[BEGIN]

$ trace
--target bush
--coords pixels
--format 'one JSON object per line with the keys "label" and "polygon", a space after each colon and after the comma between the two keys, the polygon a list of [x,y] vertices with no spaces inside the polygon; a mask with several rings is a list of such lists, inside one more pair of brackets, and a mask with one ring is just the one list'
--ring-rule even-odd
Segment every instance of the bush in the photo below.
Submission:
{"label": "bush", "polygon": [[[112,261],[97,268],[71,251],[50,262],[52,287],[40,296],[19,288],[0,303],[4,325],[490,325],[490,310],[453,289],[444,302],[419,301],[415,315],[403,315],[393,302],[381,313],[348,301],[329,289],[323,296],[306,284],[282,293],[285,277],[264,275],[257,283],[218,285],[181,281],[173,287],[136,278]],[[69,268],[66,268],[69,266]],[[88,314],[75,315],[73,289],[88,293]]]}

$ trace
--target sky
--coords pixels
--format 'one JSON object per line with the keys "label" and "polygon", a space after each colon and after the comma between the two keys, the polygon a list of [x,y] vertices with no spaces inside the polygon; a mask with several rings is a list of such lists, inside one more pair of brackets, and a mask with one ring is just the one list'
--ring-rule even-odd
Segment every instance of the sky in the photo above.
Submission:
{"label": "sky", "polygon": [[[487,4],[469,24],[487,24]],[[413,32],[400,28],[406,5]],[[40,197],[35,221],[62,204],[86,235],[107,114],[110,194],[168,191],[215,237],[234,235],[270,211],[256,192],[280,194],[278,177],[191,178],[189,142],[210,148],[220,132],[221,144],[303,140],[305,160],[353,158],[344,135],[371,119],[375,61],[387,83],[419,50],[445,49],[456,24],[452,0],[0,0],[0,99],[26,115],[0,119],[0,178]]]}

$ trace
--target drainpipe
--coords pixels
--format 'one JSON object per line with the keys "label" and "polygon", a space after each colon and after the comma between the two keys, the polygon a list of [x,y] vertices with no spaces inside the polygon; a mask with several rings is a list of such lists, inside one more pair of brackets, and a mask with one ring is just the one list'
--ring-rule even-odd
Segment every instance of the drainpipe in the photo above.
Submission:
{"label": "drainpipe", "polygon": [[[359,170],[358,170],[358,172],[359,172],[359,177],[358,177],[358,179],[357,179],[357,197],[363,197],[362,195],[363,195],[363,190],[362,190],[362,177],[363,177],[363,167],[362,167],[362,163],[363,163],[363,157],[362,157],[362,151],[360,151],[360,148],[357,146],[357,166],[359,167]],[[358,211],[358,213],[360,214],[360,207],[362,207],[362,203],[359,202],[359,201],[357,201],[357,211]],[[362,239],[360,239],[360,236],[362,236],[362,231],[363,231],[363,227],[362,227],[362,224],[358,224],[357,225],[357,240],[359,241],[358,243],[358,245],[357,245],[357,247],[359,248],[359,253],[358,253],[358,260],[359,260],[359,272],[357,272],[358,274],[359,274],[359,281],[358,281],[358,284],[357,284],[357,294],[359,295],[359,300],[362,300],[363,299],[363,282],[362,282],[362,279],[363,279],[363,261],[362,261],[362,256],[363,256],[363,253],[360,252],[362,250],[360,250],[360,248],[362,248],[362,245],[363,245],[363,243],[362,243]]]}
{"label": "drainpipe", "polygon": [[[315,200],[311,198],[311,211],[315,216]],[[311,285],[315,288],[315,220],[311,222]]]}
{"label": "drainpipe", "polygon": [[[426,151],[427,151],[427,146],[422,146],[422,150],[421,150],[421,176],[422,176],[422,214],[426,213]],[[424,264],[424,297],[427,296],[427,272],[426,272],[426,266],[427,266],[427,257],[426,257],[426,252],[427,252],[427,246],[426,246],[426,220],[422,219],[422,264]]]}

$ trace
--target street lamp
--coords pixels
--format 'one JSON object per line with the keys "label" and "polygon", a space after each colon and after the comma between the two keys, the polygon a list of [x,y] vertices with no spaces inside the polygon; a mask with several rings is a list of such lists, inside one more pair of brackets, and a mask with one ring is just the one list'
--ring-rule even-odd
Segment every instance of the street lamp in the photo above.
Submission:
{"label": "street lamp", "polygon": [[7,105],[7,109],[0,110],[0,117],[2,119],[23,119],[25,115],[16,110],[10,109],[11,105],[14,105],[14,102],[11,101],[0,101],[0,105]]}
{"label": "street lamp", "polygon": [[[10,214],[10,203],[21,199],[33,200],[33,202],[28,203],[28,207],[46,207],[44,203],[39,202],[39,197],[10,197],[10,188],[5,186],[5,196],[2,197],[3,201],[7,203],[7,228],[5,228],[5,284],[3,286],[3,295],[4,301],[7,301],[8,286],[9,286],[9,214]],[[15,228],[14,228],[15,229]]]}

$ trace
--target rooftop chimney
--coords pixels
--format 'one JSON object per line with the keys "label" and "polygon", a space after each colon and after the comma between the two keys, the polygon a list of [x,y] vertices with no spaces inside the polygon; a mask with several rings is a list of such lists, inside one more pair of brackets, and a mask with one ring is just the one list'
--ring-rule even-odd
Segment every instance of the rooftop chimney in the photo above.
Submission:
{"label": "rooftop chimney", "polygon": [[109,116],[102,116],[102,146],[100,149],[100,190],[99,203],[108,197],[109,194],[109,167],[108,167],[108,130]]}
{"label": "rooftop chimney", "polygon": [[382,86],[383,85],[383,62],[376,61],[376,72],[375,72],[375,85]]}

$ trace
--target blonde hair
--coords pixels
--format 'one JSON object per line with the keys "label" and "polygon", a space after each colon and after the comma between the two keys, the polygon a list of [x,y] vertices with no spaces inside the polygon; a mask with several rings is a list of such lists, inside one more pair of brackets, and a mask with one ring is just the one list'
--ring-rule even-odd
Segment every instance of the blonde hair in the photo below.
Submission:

[END]

- _INSTRUCTIONS FOR THE TASK_: Pick out every line in the records above that contains the word "Segment" and copy each of those lines in full. Case counts.

- _COMPLETE OUTPUT_:
Segment every instance of the bush in the photo below.
Segment every instance of the sky in the photo above.
Segment every instance of the drainpipe in the photo above.
Segment every instance of the street lamp in the photo above.
Segment every instance of the rooftop chimney in the photo above.
Segment every instance of the blonde hair in the photo below.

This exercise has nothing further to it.